*Required work*:
Your task is to repeat the entries exactly from their first line through the line with "Reviewer note: check that each instance of the utility", and to stop there.

*Given entries*:
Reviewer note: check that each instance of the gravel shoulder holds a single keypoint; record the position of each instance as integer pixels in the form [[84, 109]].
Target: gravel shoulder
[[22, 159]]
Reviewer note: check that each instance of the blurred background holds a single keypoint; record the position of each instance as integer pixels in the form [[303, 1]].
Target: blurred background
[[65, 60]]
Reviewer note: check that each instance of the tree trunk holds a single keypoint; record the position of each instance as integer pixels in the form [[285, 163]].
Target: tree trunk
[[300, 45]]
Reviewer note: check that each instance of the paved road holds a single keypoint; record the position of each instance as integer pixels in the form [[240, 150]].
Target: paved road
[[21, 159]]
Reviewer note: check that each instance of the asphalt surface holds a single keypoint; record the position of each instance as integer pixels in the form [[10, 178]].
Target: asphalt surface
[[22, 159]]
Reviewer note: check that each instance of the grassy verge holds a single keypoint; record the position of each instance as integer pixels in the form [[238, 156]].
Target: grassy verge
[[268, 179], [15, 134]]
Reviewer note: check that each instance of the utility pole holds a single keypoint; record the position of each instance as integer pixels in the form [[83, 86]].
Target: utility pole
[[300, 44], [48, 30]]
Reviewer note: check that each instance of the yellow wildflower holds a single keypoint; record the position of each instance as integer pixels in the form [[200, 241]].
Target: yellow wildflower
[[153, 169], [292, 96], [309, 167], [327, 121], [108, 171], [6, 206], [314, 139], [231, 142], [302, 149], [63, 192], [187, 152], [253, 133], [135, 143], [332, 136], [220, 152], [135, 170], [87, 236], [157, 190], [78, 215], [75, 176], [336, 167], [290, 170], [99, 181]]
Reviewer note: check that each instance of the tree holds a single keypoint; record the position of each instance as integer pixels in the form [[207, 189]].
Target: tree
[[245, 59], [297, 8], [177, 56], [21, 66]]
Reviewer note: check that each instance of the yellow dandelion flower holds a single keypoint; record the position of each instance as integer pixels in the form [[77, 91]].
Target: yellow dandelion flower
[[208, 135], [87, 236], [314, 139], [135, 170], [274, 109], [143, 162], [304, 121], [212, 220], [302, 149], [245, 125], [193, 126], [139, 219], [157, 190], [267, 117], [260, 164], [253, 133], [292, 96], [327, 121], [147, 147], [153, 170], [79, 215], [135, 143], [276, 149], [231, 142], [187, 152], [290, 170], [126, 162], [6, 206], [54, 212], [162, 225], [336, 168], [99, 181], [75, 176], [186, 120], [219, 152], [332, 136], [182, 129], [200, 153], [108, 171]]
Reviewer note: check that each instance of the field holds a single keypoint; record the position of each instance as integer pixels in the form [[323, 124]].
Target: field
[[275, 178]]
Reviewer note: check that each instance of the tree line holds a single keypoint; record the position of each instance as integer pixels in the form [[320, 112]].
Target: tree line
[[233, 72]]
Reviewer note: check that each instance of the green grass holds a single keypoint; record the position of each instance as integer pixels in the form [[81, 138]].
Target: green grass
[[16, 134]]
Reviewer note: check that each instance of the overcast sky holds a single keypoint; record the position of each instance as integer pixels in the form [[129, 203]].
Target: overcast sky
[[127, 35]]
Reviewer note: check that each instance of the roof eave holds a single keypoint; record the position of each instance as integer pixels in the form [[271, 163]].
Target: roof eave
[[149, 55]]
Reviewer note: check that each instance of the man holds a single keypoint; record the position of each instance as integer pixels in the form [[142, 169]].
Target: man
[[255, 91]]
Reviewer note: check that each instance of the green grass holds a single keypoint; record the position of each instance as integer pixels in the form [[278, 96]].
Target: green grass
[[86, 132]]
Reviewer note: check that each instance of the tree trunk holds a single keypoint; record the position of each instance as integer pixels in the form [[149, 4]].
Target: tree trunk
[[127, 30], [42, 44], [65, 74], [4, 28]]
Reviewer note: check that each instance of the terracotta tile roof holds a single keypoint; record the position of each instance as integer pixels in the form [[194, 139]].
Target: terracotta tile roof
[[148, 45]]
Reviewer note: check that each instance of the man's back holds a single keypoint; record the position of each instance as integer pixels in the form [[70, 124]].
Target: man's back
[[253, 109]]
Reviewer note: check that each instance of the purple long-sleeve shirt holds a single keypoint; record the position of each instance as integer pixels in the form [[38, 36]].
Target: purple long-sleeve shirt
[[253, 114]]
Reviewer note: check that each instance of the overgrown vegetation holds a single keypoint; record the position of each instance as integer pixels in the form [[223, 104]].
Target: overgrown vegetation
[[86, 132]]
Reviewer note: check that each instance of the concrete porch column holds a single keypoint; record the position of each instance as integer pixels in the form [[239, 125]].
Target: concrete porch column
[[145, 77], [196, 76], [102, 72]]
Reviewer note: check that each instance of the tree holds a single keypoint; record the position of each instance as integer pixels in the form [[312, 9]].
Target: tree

*Task solution*:
Reviewer note: check that each instance of the gravel shoulder holds a single keypoint; record the position of each instance as integer pixels in the form [[84, 109]].
Target: gravel shoulder
[[22, 159]]
Reviewer note: check that each instance of the blurred background holds a single keypoint; record the position of each instance as integer pixels in the form [[303, 1]].
Target: blurred background
[[65, 60]]
Reviewer note: check that each instance of the tree trunk holds a single keypoint; record the position of each instance as integer pixels in the form [[285, 163]].
Target: tree trunk
[[300, 45]]
Reviewer note: check that each instance of the paved road holds a single keypoint; record the position of each instance as integer pixels in the form [[240, 150]].
Target: paved road
[[21, 159]]
Reviewer note: check that each instance of the asphalt surface holds a single keypoint; record the position of each instance as integer pixels in the form [[10, 178]].
Target: asphalt surface
[[22, 159]]
Reviewer note: check that each instance of the grassy verge holds a single keypoint; record the position of each instance as integer pixels in the form [[238, 156]].
Target: grassy verge
[[268, 179], [15, 134]]
Reviewer note: check that each instance of the utility pole holds a single keypoint; record the position of each instance as integer pixels in the form [[83, 86]].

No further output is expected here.